Take the following three excepts from John Steinbeck's
Of Mice and Men, William Golding's Lord of the Flies,
and George Orwell's 1984, and use stop word removal and Porter
stemming to produce a \(3 \times n\) term–frequency matrix.
Of Mice and Men
Two men, dressed in denim jackets and trousers and wearing "black, shapeless hats," walk single-file down a path near the pool. Both men carry blanket rolls — called bindles — on their shoulders. The smaller, wiry man is George Milton. Behind him is Lennie Small, a huge man with large eyes and sloping shoulders, walking at a gait that makes him resemble a huge bear.
When Lennie drops near the pool's edge and begins to drink like a hungry animal, George cautions him that the water may not be good. This advice is necessary because Lennie is retarded and doesn't realize the possible dangers. The two are on their way to a ranch where they can get temporary work, and George warns Lennie not to say anything when they arrive. Because Lennie forgets things very quickly, George must make him repeat even the simplest instructions.
Lennie also likes to pet soft things. In his pocket, he has a dead mouse which George confiscates and throws into the weeds beyond the pond. Lennie retrieves the dead mouse, and George once again catches him and gives Lennie a lecture about the trouble he causes when he wants to pet soft things (they were run out of the last town because Lennie touched a girl's soft dress, and she screamed). Lennie offers to leave and go live in a cave, causing George to soften his complaint and tell Lennie perhaps they can get him a puppy that can withstand Lennie's petting.
As they get ready to eat and sleep for the night, Lennie asks George to repeat their dream of having their own ranch where Lennie will be able to tend rabbits. George does so and then warns Lennie that, if anything bad happens, Lennie is to come back to this spot and hide in the brush. Before George falls asleep, Lennie tells him they must have many rabbits of various colors.

* * * * * * * * *

--- REQUIRED TASK 1 ---
Retype the part of the term-frequency exercise starting with "Take the following" and going on through "a huge bear.".
The listing has no connection to the term-frequency exercise.

* * * * * * * * *

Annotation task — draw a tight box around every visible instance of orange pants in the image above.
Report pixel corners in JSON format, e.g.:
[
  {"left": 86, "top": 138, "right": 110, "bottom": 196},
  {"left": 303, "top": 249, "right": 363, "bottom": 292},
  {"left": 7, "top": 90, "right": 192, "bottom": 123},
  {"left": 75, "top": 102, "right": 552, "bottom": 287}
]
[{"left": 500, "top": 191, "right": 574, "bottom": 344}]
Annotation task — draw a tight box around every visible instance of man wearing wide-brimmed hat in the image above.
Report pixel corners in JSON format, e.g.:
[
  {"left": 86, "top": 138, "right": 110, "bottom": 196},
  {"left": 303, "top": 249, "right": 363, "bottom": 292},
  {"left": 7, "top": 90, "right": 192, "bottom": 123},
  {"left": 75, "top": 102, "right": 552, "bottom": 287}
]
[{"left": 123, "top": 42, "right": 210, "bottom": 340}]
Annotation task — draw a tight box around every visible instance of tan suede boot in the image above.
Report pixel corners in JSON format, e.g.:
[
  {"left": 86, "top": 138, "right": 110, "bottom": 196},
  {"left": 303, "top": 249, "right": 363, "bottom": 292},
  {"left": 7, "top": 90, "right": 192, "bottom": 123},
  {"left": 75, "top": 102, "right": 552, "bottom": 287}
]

* * * * * * * * *

--- REQUIRED TASK 2 ---
Echo the lines of the listing, starting with the line with "hat in the image above." and going on through the end of the listing.

--- TASK RESPONSE 1 ---
Take the following three excepts from John Steinbeck's
Of Mice and Men, William Golding's Lord of the Flies,
and George Orwell's 1984, and use stop word removal and Porter
stemming to produce a \(3 \times n\) term–frequency matrix.
Of Mice and Men
Two men, dressed in denim jackets and trousers and wearing "black, shapeless hats," walk single-file down a path near the pool. Both men carry blanket rolls — called bindles — on their shoulders. The smaller, wiry man is George Milton. Behind him is Lennie Small, a huge man with large eyes and sloping shoulders, walking at a gait that makes him resemble a huge bear.

--- TASK RESPONSE 2 ---
Annotation task — draw a tight box around every visible instance of man wearing wide-brimmed hat in the image above.
Report pixel corners in JSON format, e.g.:
[
  {"left": 86, "top": 138, "right": 110, "bottom": 196},
  {"left": 303, "top": 249, "right": 363, "bottom": 292},
  {"left": 7, "top": 90, "right": 192, "bottom": 123},
  {"left": 75, "top": 102, "right": 552, "bottom": 287}
]
[{"left": 123, "top": 42, "right": 210, "bottom": 340}]
Annotation task — draw a tight box around every visible instance of tan suede boot in the image above.
Report pixel corners in JSON format, e.g.:
[
  {"left": 86, "top": 138, "right": 110, "bottom": 196},
  {"left": 303, "top": 249, "right": 363, "bottom": 292},
  {"left": 7, "top": 90, "right": 192, "bottom": 123},
  {"left": 75, "top": 102, "right": 552, "bottom": 287}
]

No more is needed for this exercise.